Между тем в этом определении Давида Шраера-Петрова есть большая точность, основанная на глубоком понимании роли Сапгира в русской поэзии, в глобальных контекстах русского модернизма и отечественной истории. Модернизм Сапгира – это свободный и открытый поиск, интенсивное освоение новооткрытых возможностей слова. То, что для ранних модернистов начала века стало внезапным испытанием их творческой дерзости (и часто предопределяло надрыв, пафос катастрофы в их позднем творчестве), для Сапгира – унылая, серая, ватная безальтернативная повседневность, в которой трудно высечь искру нового смысла поэзии. Работа и игра со словом становятся параллельной реальностью, открывающей перспективу выхода из барака, эмиграции без отъезда. Он противостоит барачному духу советской эпохи, казарменному, тюремно-лагерному, коммунальному закрепощению личности, имевшему аналогом в литературе нормативизм соцреализма. Поэзия Сапгира – вполне непринужденный творческий прорыв, усвоивший уроки революционеров первой половины столетия и, однако, свободный от революционного этого их задора, от бунтарской напряженности.

Задания
1: Как в отрывке о поэзии Сапгира определяется модернизм Сапгира?
2: Согласуются ли с отрывком о поэзии Сапгира следующие утверждения? (a) Обсуждаемое определение принадлежит Давиду Шраеру-Петрову. (b) Поэзия Сапгира сохраняет бунтарскую напряженность революционеров первой половины столетия. (c) Работа и игра со словом открывают перспективу выхода из барака.
3: Напишите продолжение отрывка о поэзии Сапгира, начиная после его последнего предложения.

Исходные данные

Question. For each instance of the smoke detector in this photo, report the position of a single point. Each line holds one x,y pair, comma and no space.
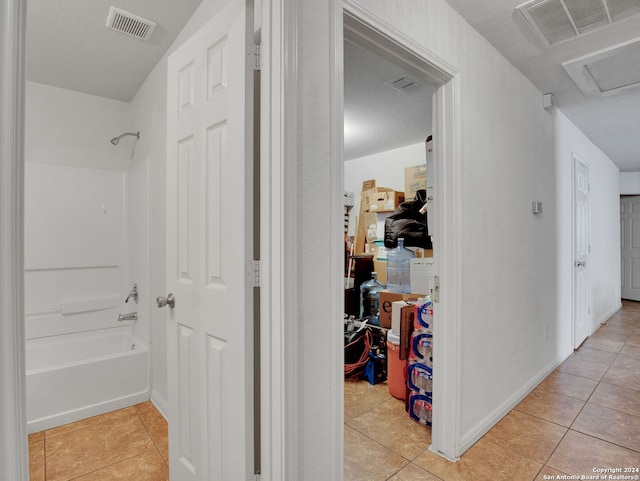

Ответы
1: Это свободный и открытый поиск, интенсивное освоение новооткрытых возможностей слова.

2:
(a) Да: «в этом определении Давида Шраера-Петрова есть большая точность».
(b) Нет: «свободный от революционного этого их задора, от бунтарской напряженности».
(c) Да: «Работа и игра со словом становятся параллельной реальностью, открывающей перспективу выхода из барака».

3:
И характерно, что в этом творческом превозможении эпохи Сапгир берет в союзники литературную традицию, становится «классиком» в том смысле, который убедительно фиксирует Шраер-Петров: поэт осуществляет авторский синтез традиции и проходит всем путем литературного развития: он «охватил поэзию двух смежных веков и заглянул в XXI-й» [Шраер-Петров 2007: 204]; прошел «вместе с языком (а порой и вместо языка) развитие литературы как максимального самовыражения лица поэта» [Шраер-Петров 2007: 205].
Взаимодействие Сапгира с ранним русским авангардом – станция на этом пути, очень важная для понимания его творчества (и указание на связь с Велимиром Хлебниковым, ранним Маяковским и Заболоцким – абсолютно не лишнее) [Шраер, Шраер-Петров 2017:5]. Но это лишь одна из станций. Шраер-Петров закономерно выводит на первый план рассуждение поэта о том, чем он отличается от московских концептуалистов; и это свобода авторского «я», не стесненного формальным заданием и ориентированного на самораскрытие.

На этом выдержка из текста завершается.